─── Data

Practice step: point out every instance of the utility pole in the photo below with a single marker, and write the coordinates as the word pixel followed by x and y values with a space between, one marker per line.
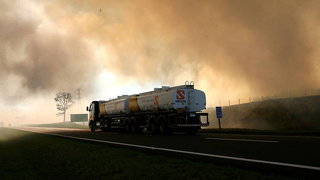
pixel 78 92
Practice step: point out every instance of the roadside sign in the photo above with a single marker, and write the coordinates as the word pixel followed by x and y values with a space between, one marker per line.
pixel 219 112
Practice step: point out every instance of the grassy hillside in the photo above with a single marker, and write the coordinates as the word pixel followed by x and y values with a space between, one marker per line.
pixel 293 114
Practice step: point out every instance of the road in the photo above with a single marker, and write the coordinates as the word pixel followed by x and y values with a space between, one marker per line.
pixel 296 156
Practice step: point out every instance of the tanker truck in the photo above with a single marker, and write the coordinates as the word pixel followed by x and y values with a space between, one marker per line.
pixel 163 110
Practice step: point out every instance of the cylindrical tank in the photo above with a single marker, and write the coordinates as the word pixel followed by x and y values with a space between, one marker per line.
pixel 115 107
pixel 191 99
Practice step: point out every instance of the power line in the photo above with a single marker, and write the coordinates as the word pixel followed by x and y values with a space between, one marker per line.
pixel 78 92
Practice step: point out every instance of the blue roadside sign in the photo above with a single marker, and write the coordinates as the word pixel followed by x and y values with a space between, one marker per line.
pixel 219 112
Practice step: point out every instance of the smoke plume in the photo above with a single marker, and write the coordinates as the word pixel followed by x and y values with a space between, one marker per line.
pixel 229 48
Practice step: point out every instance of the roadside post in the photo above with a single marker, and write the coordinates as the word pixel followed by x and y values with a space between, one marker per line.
pixel 219 115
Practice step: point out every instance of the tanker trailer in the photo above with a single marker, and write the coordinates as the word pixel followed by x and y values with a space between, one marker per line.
pixel 163 110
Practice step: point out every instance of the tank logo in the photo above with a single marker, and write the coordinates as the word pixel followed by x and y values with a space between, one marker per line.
pixel 180 94
pixel 156 98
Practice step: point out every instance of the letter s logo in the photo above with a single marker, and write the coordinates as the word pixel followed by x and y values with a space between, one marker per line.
pixel 156 98
pixel 180 94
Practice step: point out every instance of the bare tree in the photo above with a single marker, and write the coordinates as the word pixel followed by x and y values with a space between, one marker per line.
pixel 64 102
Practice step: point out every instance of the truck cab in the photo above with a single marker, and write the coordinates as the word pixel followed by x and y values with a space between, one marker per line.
pixel 94 110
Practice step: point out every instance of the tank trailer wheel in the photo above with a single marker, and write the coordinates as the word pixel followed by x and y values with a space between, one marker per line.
pixel 107 126
pixel 191 131
pixel 91 127
pixel 154 127
pixel 102 127
pixel 127 126
pixel 162 126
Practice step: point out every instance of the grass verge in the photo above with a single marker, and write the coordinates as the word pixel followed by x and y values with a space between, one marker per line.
pixel 60 125
pixel 256 131
pixel 27 155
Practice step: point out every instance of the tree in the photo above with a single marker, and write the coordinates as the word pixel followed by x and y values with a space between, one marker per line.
pixel 64 102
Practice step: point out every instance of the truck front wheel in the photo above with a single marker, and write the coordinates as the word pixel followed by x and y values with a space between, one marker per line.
pixel 91 126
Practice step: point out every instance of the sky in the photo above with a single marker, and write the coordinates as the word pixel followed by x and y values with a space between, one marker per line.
pixel 230 49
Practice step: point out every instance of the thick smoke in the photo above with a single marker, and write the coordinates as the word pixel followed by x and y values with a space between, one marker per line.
pixel 234 47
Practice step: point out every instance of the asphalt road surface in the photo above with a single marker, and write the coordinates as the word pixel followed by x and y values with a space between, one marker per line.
pixel 297 156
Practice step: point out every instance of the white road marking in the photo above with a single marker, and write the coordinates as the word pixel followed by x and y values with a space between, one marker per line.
pixel 251 140
pixel 193 153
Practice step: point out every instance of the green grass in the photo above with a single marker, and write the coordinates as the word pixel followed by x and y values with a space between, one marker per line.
pixel 25 155
pixel 256 131
pixel 60 125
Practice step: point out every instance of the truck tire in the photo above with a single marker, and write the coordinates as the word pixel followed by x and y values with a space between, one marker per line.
pixel 191 131
pixel 153 125
pixel 163 128
pixel 102 126
pixel 107 125
pixel 91 126
pixel 135 126
pixel 127 125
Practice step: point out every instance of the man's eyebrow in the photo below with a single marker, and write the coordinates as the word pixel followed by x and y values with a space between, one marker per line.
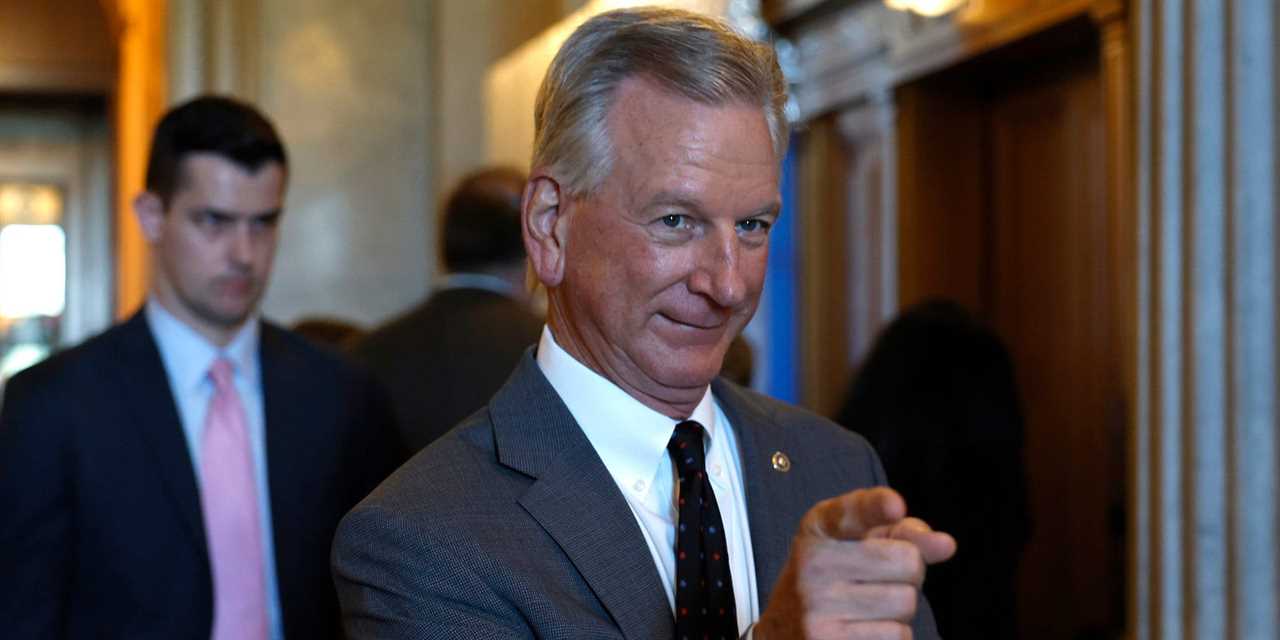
pixel 682 201
pixel 676 200
pixel 222 213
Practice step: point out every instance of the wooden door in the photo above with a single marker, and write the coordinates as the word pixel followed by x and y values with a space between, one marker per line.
pixel 1004 208
pixel 1048 297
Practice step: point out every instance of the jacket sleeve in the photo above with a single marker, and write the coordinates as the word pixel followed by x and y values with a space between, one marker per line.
pixel 394 583
pixel 36 512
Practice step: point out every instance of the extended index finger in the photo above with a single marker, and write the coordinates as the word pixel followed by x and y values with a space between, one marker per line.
pixel 851 516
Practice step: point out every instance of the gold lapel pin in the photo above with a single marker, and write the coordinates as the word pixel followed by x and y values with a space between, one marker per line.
pixel 781 462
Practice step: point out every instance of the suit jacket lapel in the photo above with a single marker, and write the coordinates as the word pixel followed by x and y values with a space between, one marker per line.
pixel 284 423
pixel 576 501
pixel 772 502
pixel 146 388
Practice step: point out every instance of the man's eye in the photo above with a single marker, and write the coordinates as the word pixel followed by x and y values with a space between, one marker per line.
pixel 214 220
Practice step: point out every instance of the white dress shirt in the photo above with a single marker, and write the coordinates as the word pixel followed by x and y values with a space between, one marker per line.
pixel 187 359
pixel 631 440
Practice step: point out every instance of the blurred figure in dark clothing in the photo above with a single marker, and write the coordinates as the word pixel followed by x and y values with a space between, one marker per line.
pixel 446 357
pixel 938 401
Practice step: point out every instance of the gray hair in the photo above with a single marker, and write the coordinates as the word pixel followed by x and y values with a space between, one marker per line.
pixel 681 51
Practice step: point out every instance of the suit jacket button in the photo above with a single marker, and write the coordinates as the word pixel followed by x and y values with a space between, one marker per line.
pixel 781 462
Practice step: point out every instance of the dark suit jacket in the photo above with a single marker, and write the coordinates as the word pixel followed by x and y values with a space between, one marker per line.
pixel 101 533
pixel 443 360
pixel 511 526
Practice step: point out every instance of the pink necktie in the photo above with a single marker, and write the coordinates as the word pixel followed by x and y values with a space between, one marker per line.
pixel 229 499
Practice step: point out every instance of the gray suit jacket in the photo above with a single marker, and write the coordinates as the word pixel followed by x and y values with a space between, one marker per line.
pixel 511 526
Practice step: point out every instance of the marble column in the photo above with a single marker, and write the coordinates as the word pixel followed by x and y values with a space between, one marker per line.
pixel 869 133
pixel 1205 504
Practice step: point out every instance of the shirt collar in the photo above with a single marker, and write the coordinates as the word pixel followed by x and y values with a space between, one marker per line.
pixel 188 355
pixel 630 438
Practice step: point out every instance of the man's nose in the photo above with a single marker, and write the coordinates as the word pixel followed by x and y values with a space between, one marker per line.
pixel 242 245
pixel 718 274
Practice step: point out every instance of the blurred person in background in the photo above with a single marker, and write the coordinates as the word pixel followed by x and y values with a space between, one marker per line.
pixel 446 357
pixel 181 475
pixel 937 398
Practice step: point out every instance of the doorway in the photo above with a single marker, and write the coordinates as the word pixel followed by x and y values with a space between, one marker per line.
pixel 1004 208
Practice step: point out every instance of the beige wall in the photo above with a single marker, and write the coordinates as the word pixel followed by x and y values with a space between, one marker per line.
pixel 471 35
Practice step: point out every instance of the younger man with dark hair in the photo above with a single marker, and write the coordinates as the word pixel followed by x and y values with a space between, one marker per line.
pixel 182 474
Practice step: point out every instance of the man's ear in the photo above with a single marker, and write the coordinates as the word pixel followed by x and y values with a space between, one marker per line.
pixel 150 213
pixel 542 214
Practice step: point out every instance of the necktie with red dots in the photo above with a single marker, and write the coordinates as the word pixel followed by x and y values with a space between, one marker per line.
pixel 704 589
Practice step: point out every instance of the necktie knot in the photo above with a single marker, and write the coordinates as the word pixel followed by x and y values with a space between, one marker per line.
pixel 686 447
pixel 220 373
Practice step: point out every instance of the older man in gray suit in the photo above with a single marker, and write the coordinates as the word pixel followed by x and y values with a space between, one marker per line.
pixel 615 488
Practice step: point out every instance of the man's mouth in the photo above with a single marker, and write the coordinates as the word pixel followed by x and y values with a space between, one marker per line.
pixel 707 323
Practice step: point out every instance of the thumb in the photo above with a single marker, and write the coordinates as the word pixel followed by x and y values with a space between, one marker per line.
pixel 853 516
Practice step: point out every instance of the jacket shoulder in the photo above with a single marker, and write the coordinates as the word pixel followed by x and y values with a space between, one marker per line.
pixel 796 420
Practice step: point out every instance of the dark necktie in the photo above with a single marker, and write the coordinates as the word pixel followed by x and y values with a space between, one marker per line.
pixel 704 589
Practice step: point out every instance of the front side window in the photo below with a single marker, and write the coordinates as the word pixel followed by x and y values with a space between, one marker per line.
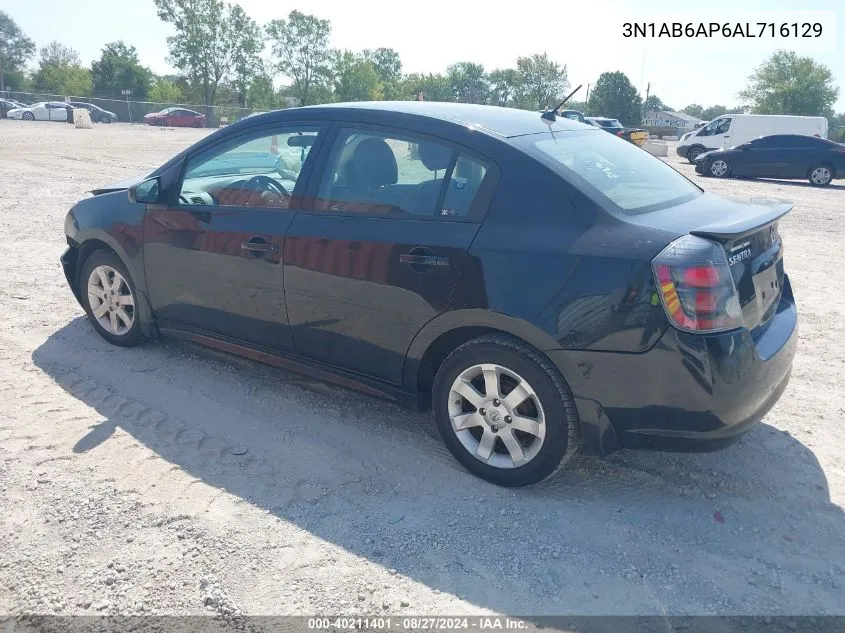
pixel 377 173
pixel 257 171
pixel 616 171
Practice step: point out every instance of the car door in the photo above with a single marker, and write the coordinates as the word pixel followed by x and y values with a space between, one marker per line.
pixel 378 251
pixel 213 255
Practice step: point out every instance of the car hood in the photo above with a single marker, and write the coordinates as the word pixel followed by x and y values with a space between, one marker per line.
pixel 121 185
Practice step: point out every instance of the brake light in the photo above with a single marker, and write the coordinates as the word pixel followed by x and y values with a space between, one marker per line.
pixel 696 287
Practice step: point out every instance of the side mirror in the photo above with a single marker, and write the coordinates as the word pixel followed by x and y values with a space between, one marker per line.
pixel 147 192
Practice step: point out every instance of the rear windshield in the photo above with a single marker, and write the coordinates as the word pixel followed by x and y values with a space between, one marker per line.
pixel 614 170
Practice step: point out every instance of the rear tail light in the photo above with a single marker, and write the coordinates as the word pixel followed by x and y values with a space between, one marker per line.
pixel 696 287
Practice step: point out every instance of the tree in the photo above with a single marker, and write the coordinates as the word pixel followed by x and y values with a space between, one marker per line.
pixel 653 102
pixel 164 91
pixel 60 72
pixel 504 86
pixel 614 96
pixel 119 69
pixel 15 50
pixel 246 45
pixel 788 84
pixel 388 65
pixel 432 87
pixel 542 81
pixel 356 78
pixel 202 45
pixel 301 46
pixel 694 110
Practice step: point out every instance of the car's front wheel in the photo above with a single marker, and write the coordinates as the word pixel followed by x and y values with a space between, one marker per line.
pixel 820 175
pixel 504 411
pixel 719 168
pixel 110 299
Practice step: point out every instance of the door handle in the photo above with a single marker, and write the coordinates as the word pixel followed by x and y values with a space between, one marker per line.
pixel 259 244
pixel 422 259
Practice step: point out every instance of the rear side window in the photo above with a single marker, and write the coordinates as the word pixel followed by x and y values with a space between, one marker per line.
pixel 619 173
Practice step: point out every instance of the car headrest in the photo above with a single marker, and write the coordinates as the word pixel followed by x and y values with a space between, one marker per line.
pixel 434 157
pixel 373 164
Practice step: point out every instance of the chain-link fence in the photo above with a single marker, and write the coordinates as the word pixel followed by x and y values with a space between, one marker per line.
pixel 131 111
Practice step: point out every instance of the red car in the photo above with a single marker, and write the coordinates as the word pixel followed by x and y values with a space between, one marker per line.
pixel 176 117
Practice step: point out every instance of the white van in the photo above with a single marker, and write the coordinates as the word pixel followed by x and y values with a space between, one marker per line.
pixel 732 130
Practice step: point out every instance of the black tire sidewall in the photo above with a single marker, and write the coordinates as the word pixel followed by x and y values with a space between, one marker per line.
pixel 557 424
pixel 813 168
pixel 99 258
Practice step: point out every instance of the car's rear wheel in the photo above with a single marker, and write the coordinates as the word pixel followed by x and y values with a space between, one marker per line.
pixel 110 299
pixel 694 152
pixel 820 175
pixel 504 411
pixel 719 168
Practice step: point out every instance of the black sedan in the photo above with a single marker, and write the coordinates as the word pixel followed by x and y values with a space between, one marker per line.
pixel 779 156
pixel 539 285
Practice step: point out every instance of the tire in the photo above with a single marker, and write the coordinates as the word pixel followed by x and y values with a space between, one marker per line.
pixel 719 168
pixel 820 175
pixel 549 411
pixel 693 153
pixel 98 274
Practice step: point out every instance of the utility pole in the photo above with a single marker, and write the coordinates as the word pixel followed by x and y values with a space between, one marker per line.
pixel 126 92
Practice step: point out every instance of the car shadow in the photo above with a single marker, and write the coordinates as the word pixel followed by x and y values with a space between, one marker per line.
pixel 375 480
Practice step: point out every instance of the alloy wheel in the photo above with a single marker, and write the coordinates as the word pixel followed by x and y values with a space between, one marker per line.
pixel 719 168
pixel 497 416
pixel 820 176
pixel 111 300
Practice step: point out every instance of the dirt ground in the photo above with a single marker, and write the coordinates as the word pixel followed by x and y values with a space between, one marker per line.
pixel 167 479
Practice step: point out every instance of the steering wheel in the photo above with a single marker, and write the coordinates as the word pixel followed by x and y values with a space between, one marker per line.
pixel 269 188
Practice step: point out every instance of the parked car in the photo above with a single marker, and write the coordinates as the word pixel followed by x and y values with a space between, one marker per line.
pixel 780 156
pixel 98 114
pixel 176 117
pixel 733 130
pixel 41 111
pixel 537 284
pixel 635 135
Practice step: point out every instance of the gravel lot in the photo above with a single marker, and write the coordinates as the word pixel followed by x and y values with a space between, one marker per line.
pixel 172 480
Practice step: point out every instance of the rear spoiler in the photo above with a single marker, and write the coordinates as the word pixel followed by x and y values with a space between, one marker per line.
pixel 761 213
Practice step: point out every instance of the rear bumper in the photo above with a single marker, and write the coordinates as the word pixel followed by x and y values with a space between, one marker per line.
pixel 689 392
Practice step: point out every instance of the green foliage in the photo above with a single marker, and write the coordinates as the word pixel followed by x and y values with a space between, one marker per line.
pixel 118 69
pixel 788 84
pixel 614 96
pixel 60 72
pixel 247 42
pixel 388 65
pixel 432 87
pixel 15 50
pixel 356 78
pixel 468 82
pixel 301 48
pixel 202 46
pixel 542 81
pixel 505 85
pixel 165 91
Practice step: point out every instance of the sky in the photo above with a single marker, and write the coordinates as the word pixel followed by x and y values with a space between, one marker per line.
pixel 429 35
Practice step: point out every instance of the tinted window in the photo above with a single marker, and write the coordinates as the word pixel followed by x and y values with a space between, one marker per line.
pixel 257 171
pixel 376 173
pixel 618 172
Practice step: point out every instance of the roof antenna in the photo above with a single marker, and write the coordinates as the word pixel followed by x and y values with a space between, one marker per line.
pixel 549 115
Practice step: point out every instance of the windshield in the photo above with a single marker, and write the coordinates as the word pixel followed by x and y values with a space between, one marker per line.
pixel 616 171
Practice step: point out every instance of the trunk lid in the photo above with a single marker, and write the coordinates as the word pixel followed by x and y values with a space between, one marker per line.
pixel 748 233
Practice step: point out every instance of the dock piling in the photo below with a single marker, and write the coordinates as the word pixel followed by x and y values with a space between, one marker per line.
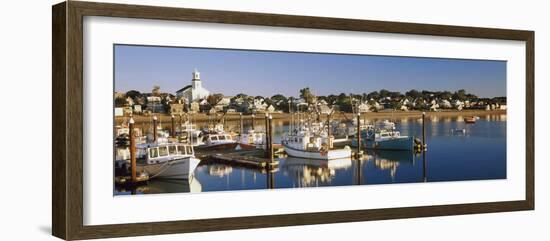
pixel 173 127
pixel 270 138
pixel 424 145
pixel 241 123
pixel 267 137
pixel 253 122
pixel 358 134
pixel 154 128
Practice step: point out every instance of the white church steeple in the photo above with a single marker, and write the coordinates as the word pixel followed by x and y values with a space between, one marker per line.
pixel 196 79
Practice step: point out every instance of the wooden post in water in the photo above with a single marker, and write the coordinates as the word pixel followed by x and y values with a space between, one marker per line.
pixel 253 122
pixel 424 145
pixel 267 137
pixel 133 150
pixel 173 127
pixel 358 134
pixel 154 128
pixel 424 174
pixel 241 120
pixel 270 139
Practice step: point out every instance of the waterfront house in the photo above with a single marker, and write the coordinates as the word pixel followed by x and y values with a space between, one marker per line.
pixel 195 91
pixel 176 109
pixel 127 110
pixel 270 109
pixel 445 104
pixel 119 111
pixel 363 108
pixel 194 107
pixel 137 109
pixel 154 104
pixel 129 101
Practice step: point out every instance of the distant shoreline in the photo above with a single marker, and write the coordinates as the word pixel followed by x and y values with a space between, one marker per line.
pixel 201 117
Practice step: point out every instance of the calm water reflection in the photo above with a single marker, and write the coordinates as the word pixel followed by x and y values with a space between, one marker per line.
pixel 477 154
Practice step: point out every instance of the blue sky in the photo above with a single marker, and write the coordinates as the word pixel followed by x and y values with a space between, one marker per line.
pixel 268 73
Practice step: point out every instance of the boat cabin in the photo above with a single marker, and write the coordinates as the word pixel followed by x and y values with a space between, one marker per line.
pixel 152 154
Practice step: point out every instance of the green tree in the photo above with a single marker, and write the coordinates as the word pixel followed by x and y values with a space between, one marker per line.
pixel 214 99
pixel 156 90
pixel 307 95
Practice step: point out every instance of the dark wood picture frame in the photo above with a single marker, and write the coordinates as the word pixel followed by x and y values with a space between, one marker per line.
pixel 67 123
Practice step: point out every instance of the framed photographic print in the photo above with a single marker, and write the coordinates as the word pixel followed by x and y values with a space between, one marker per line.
pixel 171 120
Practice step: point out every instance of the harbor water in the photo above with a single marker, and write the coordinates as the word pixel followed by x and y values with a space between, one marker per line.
pixel 456 152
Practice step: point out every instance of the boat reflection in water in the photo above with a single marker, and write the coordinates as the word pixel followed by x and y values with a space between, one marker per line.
pixel 164 186
pixel 312 172
pixel 391 160
pixel 455 153
pixel 219 170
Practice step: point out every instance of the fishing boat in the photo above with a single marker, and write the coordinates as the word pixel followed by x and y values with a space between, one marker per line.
pixel 122 135
pixel 386 138
pixel 218 141
pixel 470 119
pixel 304 143
pixel 189 134
pixel 166 160
pixel 252 140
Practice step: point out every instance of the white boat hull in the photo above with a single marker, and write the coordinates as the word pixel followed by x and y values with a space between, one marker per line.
pixel 328 155
pixel 177 169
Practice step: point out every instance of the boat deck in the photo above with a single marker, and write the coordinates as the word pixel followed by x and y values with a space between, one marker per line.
pixel 249 158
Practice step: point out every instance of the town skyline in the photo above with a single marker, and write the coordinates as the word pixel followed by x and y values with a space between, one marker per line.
pixel 267 73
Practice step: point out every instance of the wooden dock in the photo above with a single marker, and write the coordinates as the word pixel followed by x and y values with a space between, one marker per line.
pixel 248 158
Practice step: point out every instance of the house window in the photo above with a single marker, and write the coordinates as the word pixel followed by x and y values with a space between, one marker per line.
pixel 153 152
pixel 172 150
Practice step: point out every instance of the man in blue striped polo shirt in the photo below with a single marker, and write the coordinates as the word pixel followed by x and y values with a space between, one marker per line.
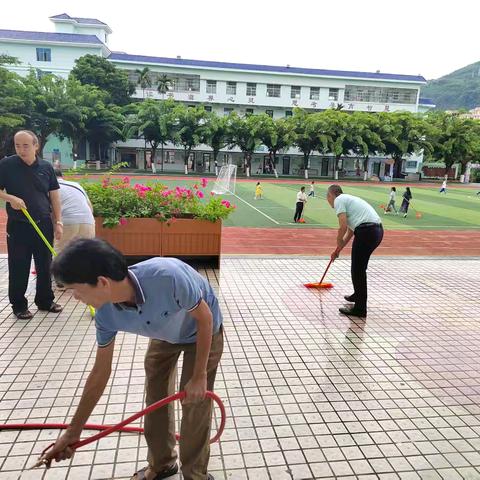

──────

• Exercise description: Lines before the one containing "Practice step: point out every instance of the house" are not wanted; repeat that line and the rest of the listing exactly, leaving out pictures.

• Exercise answer:
Practice step: point out every instance of the house window in the photo above with a single marker, and write the coordinates as the word pixel followed by x and y values with a space between, one marker per line.
pixel 153 152
pixel 172 150
Practice step: point out every instance of the man in blue striped polo shirt in the photo below with a single marker, and write the coordinates as the word pixel followed by x and y values with a space between, one marker per line.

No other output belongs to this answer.